** BEGIN ARTICLE **

We'd been to the Fun Center before; they have a small roller coaster called The Serpent which is quite some fun, particularly since it's pretty simple in design --- two main drops, and a pair of helixes. It only takes two cars at a time but it's a really fun ride. We made this the first order of business, with the plan to play some games (bunny_hugger also played Dance Dance Revolution) and miniature golf before finishing off with the roller coaster again.

This is the place with that fiendishly hard miniature golf course. One of the holes actually requires you to shoot into the water, which will carry the ball to the final green. Another has several hidden-passage holes blocked off and no longer going anywhere. And one truly horrible one is made of three greens. The objective of the first is to shoot into a tiny passage which rolls down to what was, based on the filled-in holes, formerly the holes. The second tier you again have to shoot into a small opening in the rocks lining the green, which takes a slender path down to the third tier. From the alignment of the tunnels from hole to hole it's not even theoretically possible to get a hole-in-one; I think the hole was officially listed with the still-absurd par of 4. Last year [Bad username: bunny_hugger"] and I needed about twelve shots each to get in. We were expecting a bloodbath.

And then ... my first shot went directly into the tunnel from first tier to the next. In Roller Coaster Tycoon 3, people playing the miniature golf course who hit a hole in one do a happy little dance; I was doing that. But I knew it'd never come again.

** END ARTICLE **

Summarize the Fun Center account above in two sentences.

** BEGIN EXCERPTED DATA **

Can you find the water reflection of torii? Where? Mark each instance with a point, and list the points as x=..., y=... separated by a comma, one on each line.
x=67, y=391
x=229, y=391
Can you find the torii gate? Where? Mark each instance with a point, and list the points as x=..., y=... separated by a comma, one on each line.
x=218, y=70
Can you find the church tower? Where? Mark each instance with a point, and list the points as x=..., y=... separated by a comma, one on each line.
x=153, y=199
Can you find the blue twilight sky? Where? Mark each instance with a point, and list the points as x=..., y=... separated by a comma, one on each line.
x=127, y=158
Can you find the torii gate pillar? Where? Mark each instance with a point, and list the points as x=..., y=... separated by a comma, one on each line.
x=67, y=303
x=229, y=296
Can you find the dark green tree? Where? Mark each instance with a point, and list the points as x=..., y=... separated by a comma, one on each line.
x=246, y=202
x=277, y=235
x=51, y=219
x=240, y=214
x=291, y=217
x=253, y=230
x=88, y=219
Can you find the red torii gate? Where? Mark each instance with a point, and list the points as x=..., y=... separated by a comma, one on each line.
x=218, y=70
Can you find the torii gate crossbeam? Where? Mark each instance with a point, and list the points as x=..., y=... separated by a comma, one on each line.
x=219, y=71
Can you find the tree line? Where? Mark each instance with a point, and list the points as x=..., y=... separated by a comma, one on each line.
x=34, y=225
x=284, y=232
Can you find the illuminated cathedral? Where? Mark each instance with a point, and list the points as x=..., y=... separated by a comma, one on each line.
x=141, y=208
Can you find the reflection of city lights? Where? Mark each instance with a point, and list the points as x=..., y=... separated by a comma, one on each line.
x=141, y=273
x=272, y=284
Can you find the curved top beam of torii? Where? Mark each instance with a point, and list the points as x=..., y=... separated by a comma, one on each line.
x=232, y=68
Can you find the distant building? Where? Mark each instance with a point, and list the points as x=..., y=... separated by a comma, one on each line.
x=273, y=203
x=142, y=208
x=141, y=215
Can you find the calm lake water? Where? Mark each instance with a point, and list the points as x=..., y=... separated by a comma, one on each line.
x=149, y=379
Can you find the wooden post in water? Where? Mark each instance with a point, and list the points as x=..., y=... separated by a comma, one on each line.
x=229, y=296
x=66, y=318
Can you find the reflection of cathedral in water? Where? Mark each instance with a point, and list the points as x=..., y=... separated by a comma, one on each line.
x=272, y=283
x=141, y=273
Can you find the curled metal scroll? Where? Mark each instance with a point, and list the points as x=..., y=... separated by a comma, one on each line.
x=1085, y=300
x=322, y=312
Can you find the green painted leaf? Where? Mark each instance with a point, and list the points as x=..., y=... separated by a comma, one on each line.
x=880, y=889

** END EXCERPTED DATA **

COMPLETE RESPONSE: The writer and bunny_hugger went back to the Fun Center and rode its small roller coaster, The Serpent, first, planning games and miniature golf before riding it again. The miniature golf course there is fiendishly hard, especially a three-tier hole that took them about twelve shots each last year, but this time the writer's first shot went straight into the tunnel to the next tier.